Instructions for the task » Reproduce the records below verbatim, keeping every line and character unchanged.

Data records »

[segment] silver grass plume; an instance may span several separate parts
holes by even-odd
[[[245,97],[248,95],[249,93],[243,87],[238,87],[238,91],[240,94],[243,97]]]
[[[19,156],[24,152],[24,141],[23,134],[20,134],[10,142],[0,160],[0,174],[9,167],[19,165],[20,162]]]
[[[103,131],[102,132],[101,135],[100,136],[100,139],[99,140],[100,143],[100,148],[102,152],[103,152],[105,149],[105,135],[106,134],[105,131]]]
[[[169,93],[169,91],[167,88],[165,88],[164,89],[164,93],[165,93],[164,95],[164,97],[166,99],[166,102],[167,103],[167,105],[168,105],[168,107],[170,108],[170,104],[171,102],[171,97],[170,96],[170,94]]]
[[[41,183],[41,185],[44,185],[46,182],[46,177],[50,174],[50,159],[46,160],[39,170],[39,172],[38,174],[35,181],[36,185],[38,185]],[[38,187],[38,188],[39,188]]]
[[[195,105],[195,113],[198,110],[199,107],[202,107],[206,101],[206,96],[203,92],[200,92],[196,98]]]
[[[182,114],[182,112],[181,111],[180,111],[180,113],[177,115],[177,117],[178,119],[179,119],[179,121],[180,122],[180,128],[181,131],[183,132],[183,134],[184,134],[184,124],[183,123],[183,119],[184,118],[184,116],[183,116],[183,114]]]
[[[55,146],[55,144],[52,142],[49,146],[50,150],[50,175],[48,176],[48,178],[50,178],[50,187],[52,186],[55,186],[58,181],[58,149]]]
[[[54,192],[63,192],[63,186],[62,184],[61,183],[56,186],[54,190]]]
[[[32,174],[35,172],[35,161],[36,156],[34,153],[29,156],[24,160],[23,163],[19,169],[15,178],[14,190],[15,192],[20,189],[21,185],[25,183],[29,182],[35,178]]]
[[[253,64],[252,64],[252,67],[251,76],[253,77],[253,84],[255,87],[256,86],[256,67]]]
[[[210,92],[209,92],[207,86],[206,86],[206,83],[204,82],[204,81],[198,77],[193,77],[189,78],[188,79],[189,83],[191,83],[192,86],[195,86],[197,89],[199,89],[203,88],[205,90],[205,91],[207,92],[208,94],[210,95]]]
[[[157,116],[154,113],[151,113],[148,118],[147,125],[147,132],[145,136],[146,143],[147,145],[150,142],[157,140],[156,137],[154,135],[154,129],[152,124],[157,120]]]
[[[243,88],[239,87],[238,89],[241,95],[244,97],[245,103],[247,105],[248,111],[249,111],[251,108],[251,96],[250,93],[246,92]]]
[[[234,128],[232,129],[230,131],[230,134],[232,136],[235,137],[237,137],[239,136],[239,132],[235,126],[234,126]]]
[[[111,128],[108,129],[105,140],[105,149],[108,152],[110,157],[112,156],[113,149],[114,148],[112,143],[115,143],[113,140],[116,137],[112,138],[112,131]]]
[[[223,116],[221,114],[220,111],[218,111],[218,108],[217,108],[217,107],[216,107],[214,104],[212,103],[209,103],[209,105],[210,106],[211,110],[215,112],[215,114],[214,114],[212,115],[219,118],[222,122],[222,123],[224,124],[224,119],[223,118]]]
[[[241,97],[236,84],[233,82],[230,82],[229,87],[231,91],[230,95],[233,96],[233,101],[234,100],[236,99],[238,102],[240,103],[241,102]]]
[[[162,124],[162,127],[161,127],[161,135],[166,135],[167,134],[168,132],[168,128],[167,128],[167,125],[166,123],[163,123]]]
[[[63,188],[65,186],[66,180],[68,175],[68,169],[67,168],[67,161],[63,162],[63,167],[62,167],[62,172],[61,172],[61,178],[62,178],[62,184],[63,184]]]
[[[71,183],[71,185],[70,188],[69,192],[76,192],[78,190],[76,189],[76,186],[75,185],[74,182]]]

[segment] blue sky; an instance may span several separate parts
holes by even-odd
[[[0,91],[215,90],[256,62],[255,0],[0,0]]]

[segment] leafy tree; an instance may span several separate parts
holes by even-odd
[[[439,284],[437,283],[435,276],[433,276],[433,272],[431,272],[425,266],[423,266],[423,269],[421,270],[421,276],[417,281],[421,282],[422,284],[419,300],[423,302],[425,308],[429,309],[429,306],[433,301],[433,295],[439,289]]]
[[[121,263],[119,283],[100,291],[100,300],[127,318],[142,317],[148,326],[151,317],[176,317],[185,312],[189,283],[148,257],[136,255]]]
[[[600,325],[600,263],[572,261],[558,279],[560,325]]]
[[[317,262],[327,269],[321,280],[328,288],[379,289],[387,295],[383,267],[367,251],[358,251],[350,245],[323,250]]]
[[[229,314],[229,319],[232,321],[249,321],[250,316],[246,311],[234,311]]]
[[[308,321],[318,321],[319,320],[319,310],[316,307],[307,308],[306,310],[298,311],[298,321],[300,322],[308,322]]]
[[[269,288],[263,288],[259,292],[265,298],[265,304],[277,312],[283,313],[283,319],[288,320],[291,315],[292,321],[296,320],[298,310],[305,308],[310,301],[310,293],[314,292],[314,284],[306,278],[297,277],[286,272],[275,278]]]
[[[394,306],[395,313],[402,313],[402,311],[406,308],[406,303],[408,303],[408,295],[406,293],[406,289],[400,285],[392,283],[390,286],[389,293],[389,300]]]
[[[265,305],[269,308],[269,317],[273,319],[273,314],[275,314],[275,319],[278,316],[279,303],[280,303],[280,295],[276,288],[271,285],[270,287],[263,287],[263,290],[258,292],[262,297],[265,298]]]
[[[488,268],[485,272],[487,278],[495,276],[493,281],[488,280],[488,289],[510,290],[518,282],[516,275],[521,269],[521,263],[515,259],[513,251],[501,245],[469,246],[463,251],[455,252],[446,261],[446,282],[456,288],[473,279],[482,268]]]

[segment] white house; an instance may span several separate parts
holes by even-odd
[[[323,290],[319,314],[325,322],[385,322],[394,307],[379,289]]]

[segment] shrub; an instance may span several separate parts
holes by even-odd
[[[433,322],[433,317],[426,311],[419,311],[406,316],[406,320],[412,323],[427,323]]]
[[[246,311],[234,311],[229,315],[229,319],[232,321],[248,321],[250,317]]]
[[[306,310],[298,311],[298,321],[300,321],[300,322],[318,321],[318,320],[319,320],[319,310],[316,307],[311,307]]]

Result »
[segment] silver grass plume; an instance may span several separate parts
holes by even-odd
[[[245,97],[248,95],[249,93],[243,87],[238,87],[238,91],[240,94],[243,97]]]
[[[19,156],[24,152],[24,141],[23,134],[20,134],[10,142],[0,160],[0,174],[9,167],[19,165],[20,162]]]
[[[103,131],[102,132],[101,135],[100,136],[100,139],[99,140],[100,143],[100,148],[102,152],[103,152],[105,149],[105,135],[106,134],[105,131]]]
[[[169,93],[169,91],[167,88],[165,88],[164,89],[164,93],[165,93],[164,95],[164,97],[166,99],[166,102],[167,103],[167,105],[168,105],[168,107],[170,108],[170,104],[171,102],[171,97],[170,96],[170,94]]]
[[[41,183],[41,185],[44,185],[46,182],[46,177],[50,174],[50,159],[46,160],[39,170],[39,172],[38,174],[35,181],[36,185],[38,185]],[[38,187],[38,188],[39,188]]]
[[[195,105],[195,113],[198,110],[199,107],[202,107],[206,101],[206,96],[203,92],[200,92],[196,98]]]
[[[182,114],[182,112],[181,111],[180,111],[180,113],[177,115],[177,117],[178,119],[179,119],[179,121],[180,122],[180,128],[181,131],[183,132],[183,134],[184,134],[184,124],[183,123],[183,119],[184,118],[184,116],[183,116],[183,114]]]
[[[55,146],[55,144],[52,142],[49,146],[50,150],[50,175],[48,176],[48,178],[50,178],[50,187],[52,186],[55,186],[58,181],[58,149]]]
[[[54,192],[63,192],[63,186],[62,184],[61,183],[56,186],[54,190]]]
[[[32,174],[35,172],[35,161],[36,156],[34,153],[29,156],[24,160],[23,163],[19,169],[15,178],[14,190],[15,192],[20,189],[21,185],[25,183],[29,182],[35,178]]]
[[[253,64],[252,64],[252,67],[251,76],[253,77],[253,84],[255,87],[256,86],[256,67]]]
[[[210,92],[209,92],[207,86],[206,86],[206,83],[204,82],[204,81],[198,77],[193,77],[189,78],[188,79],[189,83],[191,83],[192,86],[195,86],[197,89],[199,89],[203,88],[205,90],[205,91],[207,92],[208,94],[210,95]]]
[[[157,116],[154,113],[151,113],[148,118],[147,125],[147,132],[145,136],[146,143],[147,145],[150,142],[157,140],[156,137],[154,135],[154,129],[152,124],[157,120]]]
[[[243,88],[239,87],[238,89],[241,95],[244,97],[245,103],[247,105],[248,111],[249,111],[251,108],[251,96],[250,93],[246,92]]]
[[[234,128],[232,129],[230,131],[230,134],[232,136],[235,137],[237,137],[239,136],[239,132],[235,126],[234,126]]]
[[[111,128],[108,129],[105,140],[105,149],[108,152],[110,157],[112,156],[113,149],[114,148],[112,143],[115,143],[113,140],[116,137],[112,138],[112,131]]]
[[[223,116],[221,114],[220,111],[218,111],[218,108],[217,108],[217,107],[216,107],[214,104],[212,103],[209,103],[209,105],[210,106],[211,110],[215,112],[215,114],[214,114],[212,115],[219,118],[222,122],[222,123],[224,124],[224,119],[223,118]]]
[[[241,97],[236,84],[233,82],[230,82],[229,87],[231,91],[230,95],[233,96],[233,101],[234,100],[236,99],[238,102],[240,103],[241,102]]]
[[[162,124],[162,127],[161,127],[161,135],[166,135],[167,134],[168,132],[168,128],[167,128],[167,125],[166,123],[163,123]]]
[[[63,188],[65,186],[66,180],[68,175],[68,169],[67,168],[67,161],[63,162],[63,167],[62,167],[62,172],[61,172],[61,178],[62,178],[62,184],[63,184]]]
[[[71,183],[71,185],[70,188],[69,192],[76,192],[78,190],[76,189],[76,186],[75,185],[74,182]]]

[segment] blue sky; an instance may span several separate parts
holes by even-odd
[[[0,91],[215,90],[256,62],[255,0],[0,0]]]

[segment] leafy tree; an instance may span several separate parts
holes by even-odd
[[[439,284],[437,283],[435,276],[433,276],[433,272],[431,272],[425,266],[423,266],[423,269],[421,270],[421,276],[417,281],[421,282],[422,284],[419,300],[423,302],[425,308],[429,309],[429,306],[433,301],[433,295],[439,289]]]
[[[121,263],[119,283],[100,291],[100,300],[127,318],[142,317],[148,326],[151,317],[176,317],[185,312],[189,283],[148,257],[136,255]]]
[[[600,325],[600,263],[572,261],[558,279],[560,325]]]
[[[317,262],[327,269],[321,280],[328,288],[379,289],[387,295],[383,267],[367,251],[358,251],[350,245],[323,250]]]
[[[229,314],[229,319],[232,321],[249,321],[250,316],[246,311],[234,311]]]
[[[308,321],[318,321],[319,320],[319,310],[316,307],[307,308],[306,310],[298,311],[298,321],[300,322],[308,322]]]
[[[269,288],[263,288],[259,292],[265,298],[265,304],[277,312],[283,313],[283,319],[288,320],[291,315],[292,321],[296,320],[298,310],[305,308],[310,301],[310,293],[314,292],[314,284],[306,278],[297,277],[286,272],[275,278]]]
[[[394,306],[395,313],[402,313],[402,311],[406,308],[406,303],[408,303],[408,295],[406,293],[406,289],[400,285],[392,283],[390,286],[389,293],[389,300]]]
[[[265,305],[269,308],[269,317],[273,319],[273,314],[275,314],[275,319],[278,316],[279,303],[280,303],[280,295],[276,288],[271,285],[270,287],[263,287],[263,290],[258,292],[262,297],[265,298]]]
[[[488,268],[485,272],[487,278],[495,276],[493,281],[488,280],[488,289],[510,290],[518,282],[516,275],[521,269],[521,263],[515,259],[513,251],[501,245],[469,246],[463,251],[455,252],[446,261],[446,282],[456,288],[473,279],[482,268]]]

[segment] white house; an instance may span several separate parts
holes by even-odd
[[[323,290],[319,314],[325,322],[385,322],[394,307],[379,289]]]

[segment] shrub; an instance may span several separate parts
holes by even-odd
[[[433,322],[433,317],[426,311],[419,311],[406,316],[406,320],[412,323],[427,323]]]
[[[246,311],[234,311],[229,315],[229,319],[232,321],[248,321],[250,317]]]
[[[306,310],[298,311],[298,321],[300,321],[300,322],[318,321],[318,320],[319,320],[319,310],[316,307],[311,307]]]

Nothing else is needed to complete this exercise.